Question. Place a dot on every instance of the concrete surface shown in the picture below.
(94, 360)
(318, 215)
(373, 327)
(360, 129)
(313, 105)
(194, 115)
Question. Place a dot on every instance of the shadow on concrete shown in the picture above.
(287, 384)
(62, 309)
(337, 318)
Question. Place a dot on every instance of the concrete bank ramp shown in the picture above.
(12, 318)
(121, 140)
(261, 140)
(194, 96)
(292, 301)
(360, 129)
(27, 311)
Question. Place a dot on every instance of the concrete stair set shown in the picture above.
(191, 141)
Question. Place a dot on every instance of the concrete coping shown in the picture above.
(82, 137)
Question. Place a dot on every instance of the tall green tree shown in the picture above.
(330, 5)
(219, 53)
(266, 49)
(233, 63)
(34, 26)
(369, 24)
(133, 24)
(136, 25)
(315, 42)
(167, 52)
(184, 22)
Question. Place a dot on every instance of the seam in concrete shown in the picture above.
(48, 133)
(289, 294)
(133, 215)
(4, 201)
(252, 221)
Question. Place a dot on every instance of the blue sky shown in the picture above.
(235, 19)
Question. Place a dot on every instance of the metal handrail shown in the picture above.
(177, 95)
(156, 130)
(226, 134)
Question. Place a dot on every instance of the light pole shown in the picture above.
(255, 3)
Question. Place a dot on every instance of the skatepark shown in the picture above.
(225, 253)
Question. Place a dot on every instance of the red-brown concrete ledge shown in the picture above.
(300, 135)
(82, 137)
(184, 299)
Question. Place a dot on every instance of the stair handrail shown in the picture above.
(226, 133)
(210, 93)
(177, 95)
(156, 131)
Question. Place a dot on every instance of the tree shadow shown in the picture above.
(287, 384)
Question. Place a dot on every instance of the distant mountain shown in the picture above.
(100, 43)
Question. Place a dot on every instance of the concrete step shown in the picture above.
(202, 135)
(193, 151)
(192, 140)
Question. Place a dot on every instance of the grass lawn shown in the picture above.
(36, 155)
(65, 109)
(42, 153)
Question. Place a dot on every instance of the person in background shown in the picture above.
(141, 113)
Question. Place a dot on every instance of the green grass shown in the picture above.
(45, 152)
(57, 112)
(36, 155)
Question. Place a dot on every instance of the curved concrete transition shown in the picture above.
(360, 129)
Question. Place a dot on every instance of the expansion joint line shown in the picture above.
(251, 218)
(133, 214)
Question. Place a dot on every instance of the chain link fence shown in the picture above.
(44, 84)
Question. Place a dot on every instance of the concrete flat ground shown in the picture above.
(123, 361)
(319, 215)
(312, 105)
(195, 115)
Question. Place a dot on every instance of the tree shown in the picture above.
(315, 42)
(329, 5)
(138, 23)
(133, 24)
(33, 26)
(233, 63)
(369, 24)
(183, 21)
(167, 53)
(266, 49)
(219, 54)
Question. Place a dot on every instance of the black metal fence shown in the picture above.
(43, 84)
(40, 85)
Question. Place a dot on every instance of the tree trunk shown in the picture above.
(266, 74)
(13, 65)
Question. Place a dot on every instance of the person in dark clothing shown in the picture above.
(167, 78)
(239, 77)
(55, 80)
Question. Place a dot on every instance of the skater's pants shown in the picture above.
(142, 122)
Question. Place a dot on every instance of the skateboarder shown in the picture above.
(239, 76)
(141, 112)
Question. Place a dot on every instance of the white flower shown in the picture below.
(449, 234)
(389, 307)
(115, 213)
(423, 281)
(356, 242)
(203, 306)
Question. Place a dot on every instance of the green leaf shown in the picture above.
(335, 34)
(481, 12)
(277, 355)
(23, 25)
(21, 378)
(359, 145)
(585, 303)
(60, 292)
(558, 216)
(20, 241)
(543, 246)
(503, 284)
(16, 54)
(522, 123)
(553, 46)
= = = = =
How to complete this task:
Copy exactly, and only, the lines from the line that contains "Question. Place a dot on every instance of the skater's" through the end of the data above.

Output for this task:
Question. Place a dot on every instance of the skater's pants shown in the picture above.
(142, 122)
Question. Place a dot on every instance of the skateboarder shown in the picture above.
(239, 76)
(141, 112)
Question. Place a dot on every instance of the white flower shown in the picture below.
(449, 234)
(389, 307)
(115, 213)
(423, 281)
(356, 242)
(203, 306)
Question. Place a dot on every instance of the green leaf shown in the picture above.
(335, 34)
(481, 12)
(277, 355)
(23, 25)
(21, 378)
(359, 145)
(585, 303)
(60, 292)
(558, 216)
(20, 241)
(543, 246)
(503, 284)
(16, 54)
(522, 123)
(553, 46)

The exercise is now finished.